[Pointing dataset entries]
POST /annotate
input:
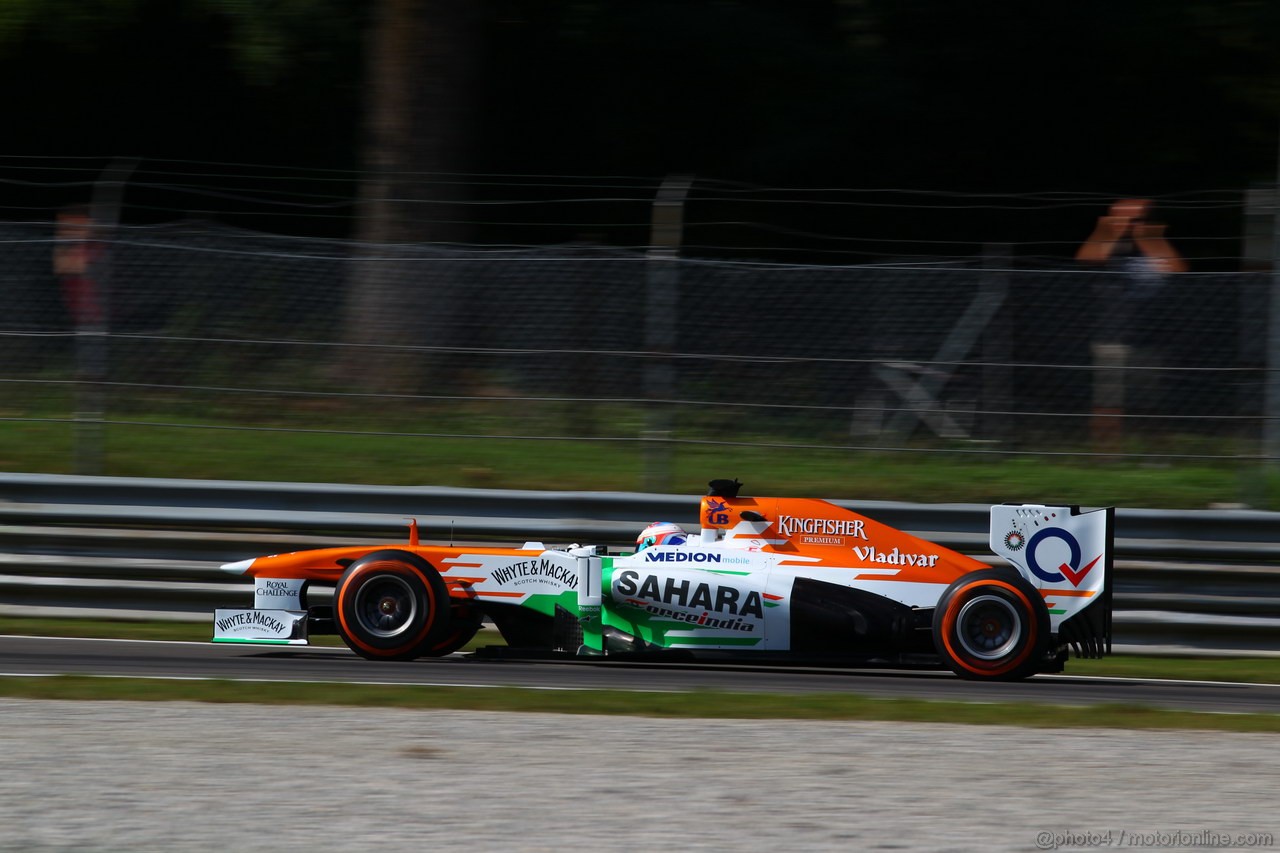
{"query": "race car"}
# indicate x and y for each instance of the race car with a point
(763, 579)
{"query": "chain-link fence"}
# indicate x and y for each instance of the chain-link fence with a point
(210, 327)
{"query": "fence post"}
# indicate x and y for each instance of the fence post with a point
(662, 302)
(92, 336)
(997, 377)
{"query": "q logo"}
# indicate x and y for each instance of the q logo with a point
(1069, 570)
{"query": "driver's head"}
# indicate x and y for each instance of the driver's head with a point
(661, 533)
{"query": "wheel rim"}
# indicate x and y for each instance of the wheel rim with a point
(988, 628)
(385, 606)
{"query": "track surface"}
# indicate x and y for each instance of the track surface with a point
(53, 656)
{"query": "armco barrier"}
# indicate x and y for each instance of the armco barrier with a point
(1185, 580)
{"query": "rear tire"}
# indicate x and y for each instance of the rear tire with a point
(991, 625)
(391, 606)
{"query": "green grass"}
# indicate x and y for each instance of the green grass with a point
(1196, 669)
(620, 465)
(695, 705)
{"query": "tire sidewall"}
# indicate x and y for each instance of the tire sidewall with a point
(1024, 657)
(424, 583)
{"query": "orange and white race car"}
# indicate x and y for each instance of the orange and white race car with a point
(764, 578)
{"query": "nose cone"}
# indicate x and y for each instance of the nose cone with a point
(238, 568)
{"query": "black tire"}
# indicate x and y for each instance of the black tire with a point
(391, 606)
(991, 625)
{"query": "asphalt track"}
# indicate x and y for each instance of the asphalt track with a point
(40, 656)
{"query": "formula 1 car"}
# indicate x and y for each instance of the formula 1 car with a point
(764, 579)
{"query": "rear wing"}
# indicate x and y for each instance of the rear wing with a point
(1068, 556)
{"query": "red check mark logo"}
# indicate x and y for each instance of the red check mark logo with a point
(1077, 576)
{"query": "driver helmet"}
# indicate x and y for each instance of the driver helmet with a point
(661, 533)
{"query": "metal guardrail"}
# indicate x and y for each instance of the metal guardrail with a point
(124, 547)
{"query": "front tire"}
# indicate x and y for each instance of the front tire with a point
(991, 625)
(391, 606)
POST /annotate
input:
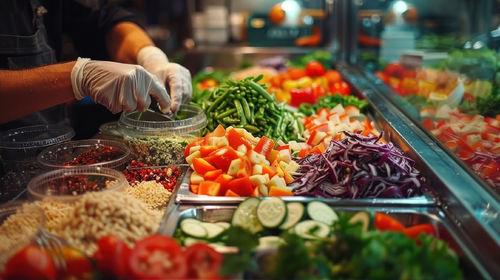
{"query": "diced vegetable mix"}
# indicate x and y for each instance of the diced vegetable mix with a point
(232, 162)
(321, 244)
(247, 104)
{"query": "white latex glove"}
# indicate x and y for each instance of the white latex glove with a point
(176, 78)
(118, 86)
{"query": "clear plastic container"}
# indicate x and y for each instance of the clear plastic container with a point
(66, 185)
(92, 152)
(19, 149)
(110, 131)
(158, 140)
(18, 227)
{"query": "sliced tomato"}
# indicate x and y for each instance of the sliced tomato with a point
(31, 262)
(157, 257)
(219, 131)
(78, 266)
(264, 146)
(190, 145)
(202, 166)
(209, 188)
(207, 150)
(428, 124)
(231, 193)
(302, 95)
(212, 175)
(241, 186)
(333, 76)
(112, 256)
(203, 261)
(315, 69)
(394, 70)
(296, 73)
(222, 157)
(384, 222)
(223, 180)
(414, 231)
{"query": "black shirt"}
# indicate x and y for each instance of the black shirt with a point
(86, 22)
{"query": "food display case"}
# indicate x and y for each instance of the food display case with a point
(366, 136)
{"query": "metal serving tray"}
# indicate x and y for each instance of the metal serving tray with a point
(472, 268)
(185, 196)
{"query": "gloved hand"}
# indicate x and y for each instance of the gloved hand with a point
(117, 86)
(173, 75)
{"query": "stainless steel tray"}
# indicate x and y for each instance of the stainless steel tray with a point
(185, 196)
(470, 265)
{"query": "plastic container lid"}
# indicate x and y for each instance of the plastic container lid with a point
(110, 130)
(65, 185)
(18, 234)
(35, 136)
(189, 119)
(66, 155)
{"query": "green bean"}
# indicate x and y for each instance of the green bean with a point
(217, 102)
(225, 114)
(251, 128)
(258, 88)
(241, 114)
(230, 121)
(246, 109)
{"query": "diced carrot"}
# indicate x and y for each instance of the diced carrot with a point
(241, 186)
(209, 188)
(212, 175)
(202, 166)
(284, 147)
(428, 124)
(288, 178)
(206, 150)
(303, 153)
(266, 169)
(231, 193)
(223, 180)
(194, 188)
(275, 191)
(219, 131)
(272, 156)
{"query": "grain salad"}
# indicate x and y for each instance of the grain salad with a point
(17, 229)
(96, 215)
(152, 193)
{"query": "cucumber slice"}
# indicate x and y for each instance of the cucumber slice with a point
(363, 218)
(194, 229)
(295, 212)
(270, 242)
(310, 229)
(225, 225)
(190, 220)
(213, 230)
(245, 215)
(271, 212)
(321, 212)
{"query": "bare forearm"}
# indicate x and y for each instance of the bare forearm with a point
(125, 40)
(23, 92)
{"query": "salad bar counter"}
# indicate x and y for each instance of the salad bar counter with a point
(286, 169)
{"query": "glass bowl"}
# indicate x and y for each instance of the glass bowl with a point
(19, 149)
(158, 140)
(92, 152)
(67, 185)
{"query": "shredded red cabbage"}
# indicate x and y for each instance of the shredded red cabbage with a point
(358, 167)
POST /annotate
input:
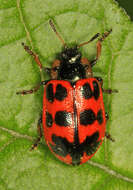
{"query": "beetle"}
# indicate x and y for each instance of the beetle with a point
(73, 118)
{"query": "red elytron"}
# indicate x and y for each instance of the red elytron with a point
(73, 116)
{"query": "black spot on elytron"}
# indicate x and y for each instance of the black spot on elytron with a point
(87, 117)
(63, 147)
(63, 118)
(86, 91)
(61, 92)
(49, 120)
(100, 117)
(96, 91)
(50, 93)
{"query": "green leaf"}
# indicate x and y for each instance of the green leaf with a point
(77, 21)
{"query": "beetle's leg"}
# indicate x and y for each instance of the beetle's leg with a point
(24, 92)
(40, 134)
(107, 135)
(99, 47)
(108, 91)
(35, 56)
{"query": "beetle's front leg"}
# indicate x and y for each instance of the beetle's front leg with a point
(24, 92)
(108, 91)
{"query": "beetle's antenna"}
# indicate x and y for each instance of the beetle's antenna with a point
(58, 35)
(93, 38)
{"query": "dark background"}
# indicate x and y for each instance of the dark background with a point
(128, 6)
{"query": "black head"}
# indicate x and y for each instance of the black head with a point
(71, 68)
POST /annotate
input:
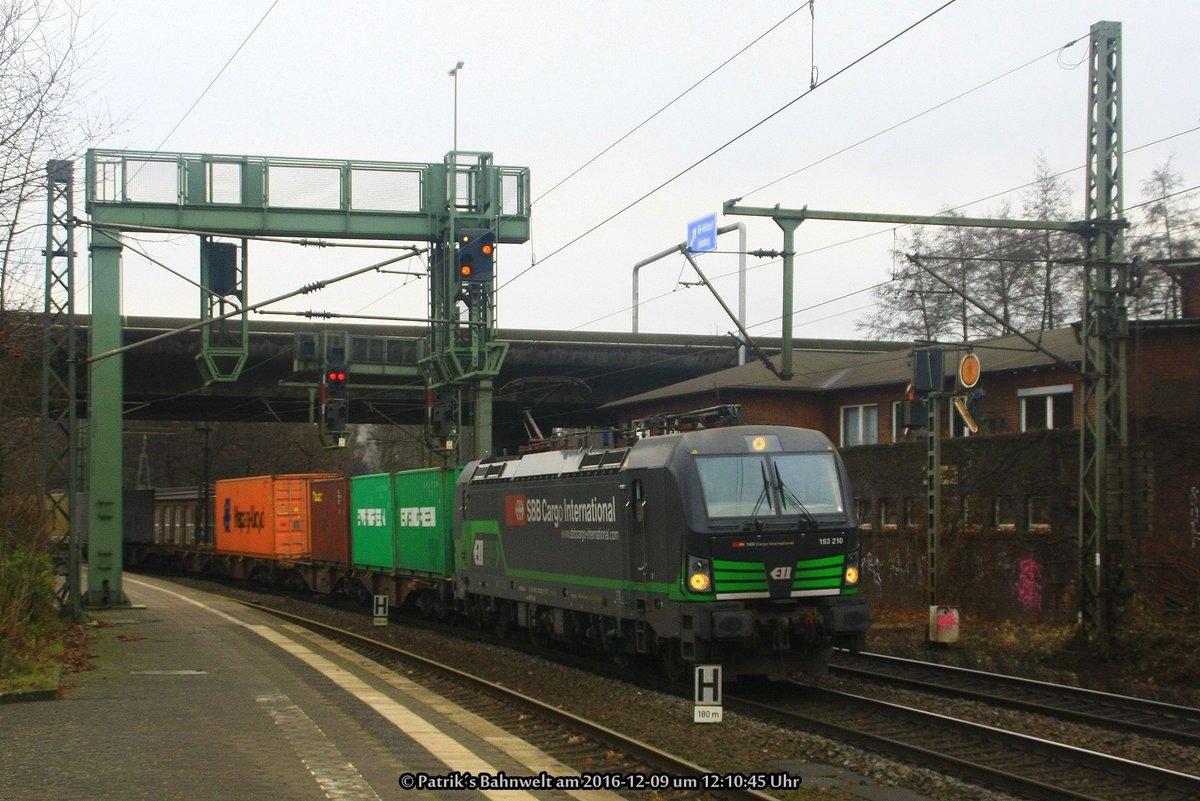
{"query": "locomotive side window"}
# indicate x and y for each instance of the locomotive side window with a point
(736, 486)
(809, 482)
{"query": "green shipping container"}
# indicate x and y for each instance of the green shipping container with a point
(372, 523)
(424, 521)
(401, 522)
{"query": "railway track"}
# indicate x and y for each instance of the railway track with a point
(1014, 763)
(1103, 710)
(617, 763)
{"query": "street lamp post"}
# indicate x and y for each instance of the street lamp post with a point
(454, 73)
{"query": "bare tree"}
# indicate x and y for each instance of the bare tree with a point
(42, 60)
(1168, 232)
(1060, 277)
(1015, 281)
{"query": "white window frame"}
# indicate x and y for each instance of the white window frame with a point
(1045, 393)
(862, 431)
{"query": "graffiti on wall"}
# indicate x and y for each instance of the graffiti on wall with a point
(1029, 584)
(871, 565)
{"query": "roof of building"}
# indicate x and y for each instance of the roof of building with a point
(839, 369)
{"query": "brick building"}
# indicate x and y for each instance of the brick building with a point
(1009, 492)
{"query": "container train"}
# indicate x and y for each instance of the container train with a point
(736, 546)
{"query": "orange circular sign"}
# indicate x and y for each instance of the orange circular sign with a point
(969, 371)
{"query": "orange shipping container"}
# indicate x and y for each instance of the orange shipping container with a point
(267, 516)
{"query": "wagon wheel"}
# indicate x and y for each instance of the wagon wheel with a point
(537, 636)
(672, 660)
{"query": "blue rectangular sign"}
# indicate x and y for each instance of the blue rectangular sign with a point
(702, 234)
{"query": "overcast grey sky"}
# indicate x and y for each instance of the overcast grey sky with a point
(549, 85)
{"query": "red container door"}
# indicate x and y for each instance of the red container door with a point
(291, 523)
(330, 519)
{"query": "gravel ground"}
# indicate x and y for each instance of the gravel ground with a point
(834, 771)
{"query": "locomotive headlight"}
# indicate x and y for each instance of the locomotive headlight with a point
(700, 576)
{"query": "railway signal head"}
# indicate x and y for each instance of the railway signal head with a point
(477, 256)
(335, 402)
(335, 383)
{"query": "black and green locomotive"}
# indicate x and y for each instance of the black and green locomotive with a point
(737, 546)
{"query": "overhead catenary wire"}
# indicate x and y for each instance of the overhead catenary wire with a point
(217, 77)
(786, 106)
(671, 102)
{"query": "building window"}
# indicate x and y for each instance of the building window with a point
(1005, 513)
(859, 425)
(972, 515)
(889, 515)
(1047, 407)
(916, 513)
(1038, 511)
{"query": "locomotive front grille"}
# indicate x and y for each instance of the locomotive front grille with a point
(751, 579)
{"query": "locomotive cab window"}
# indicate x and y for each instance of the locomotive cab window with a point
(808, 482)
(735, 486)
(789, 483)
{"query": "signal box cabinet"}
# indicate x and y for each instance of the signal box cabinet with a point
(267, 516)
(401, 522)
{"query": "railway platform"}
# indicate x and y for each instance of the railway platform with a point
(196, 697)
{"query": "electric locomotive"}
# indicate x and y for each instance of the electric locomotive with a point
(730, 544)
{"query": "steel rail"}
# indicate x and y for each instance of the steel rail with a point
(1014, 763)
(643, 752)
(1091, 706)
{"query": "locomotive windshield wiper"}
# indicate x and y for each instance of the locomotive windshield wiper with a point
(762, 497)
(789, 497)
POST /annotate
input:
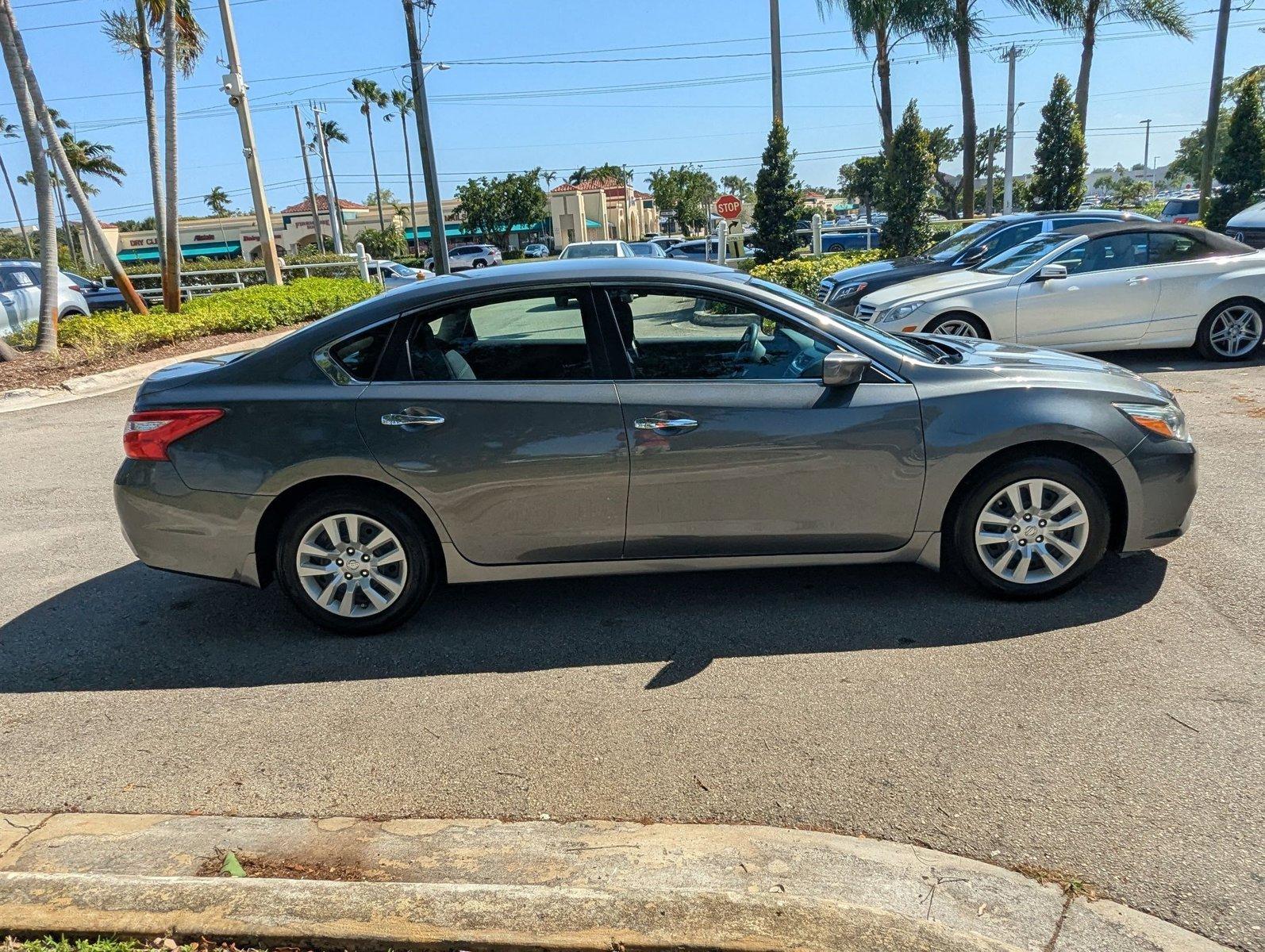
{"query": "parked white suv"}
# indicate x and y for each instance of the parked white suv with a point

## TASK:
Change every "race car" to "racing car" in the entries from the beginning through the line containing "(1068, 556)", inclusive, and copy those lines otherwise unaltered. Leave the picture out.

## RESPONSE TO THIS EXERCISE:
POST /annotate
input:
{"query": "racing car"}
# indicate x and y for each instance of the racing car with a point
(763, 579)
{"query": "chain-link fence"}
# indicate x and y for each instance of the chain-link fence with a point
(210, 327)
{"query": "fence post"}
# indicate x and y for each instance of the fence post with a point
(662, 302)
(92, 336)
(997, 377)
{"query": "q logo"}
# indicate x and y for each instance of the q logo with a point
(1069, 570)
{"query": "driver's head"}
# indicate x and y for each instance of the driver's head with a point
(661, 533)
{"query": "wheel rim"}
# indicate x and y for each instance of the wheel rim with a point
(988, 628)
(385, 606)
{"query": "track surface"}
# indicate x and y for each instance of the track surface with a point
(53, 656)
{"query": "armco barrier"}
# indicate x and y for each instance of the armco barrier with a point
(1185, 580)
{"query": "rear tire"}
# indicate x and y for each instance of the rear tire with a point
(991, 625)
(391, 606)
{"query": "green grass"}
# indicate x and y for each instance of the green grass with a point
(1196, 669)
(620, 465)
(695, 705)
{"query": "tire sidewall"}
# indicate x and y for each instance of the tire sidewall with a point
(1024, 657)
(424, 583)
{"query": "orange and white racing car"}
# indicate x and y for each instance of the orange and white racing car with a point
(764, 578)
{"query": "nose cone"}
# indicate x and y for each instance of the nose cone with a point
(238, 568)
{"query": "black tire"}
# indicate x and y for each instance of the black tire with a point
(391, 606)
(991, 625)
{"query": "asphalt track"}
# indicate x and y for each instance of the asphalt track with a point
(40, 656)
{"query": "formula 1 car"}
# indicate x and y for each instance of the formula 1 car with a point
(764, 579)
{"query": "rear wing"}
# indicate x and y for each instance of the rear wing with a point
(1068, 556)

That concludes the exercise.